> [What you have to do] Copy out all of the data below line for line, and shift every coordinate in the answers by adding 51 to each number. Leave the pictures out.

> [Provided data]
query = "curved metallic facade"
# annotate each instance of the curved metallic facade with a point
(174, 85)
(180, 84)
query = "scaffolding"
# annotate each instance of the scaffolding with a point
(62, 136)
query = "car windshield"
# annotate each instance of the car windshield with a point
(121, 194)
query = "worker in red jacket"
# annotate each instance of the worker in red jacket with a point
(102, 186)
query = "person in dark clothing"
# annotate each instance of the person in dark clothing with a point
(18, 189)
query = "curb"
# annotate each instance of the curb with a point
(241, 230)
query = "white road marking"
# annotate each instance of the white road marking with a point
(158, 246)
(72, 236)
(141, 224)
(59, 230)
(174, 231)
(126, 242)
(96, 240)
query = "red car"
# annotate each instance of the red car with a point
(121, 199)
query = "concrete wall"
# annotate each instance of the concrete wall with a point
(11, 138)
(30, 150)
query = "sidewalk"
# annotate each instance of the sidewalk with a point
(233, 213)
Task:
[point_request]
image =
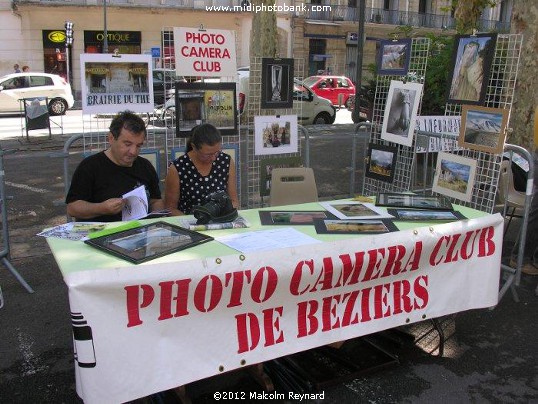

> [The completed task]
query = "curved metallic facade"
# annotate each instance of the curved metallic facade with a point
(225, 136)
(231, 135)
query = "scaffolding"
# annotate each instance of the scaffolding with a point
(113, 187)
query = "car windshield"
# annotate each instance of the car windshield with a point
(172, 245)
query = "worker in red jacket"
# annotate each instance of the worker in red jacket with a point
(153, 237)
query = "person in dark clothing"
# annotate each instance of the person in dark clothing with a point
(69, 240)
query = "curb"
# annotate each instance of the curb with a point
(292, 281)
query = "white road marking"
# annotate each instance of the white road marking with a point
(209, 297)
(123, 287)
(192, 275)
(110, 281)
(225, 282)
(177, 293)
(147, 291)
query = "red car"
# annotate each instance of the red car with a point
(172, 250)
query = "concrete wall"
# annotate each instance of the concrete wall with a point
(62, 189)
(81, 201)
query = "sidewalk"
# annotate each instance of the sidewalk with a point
(284, 264)
Task:
[point_request]
image =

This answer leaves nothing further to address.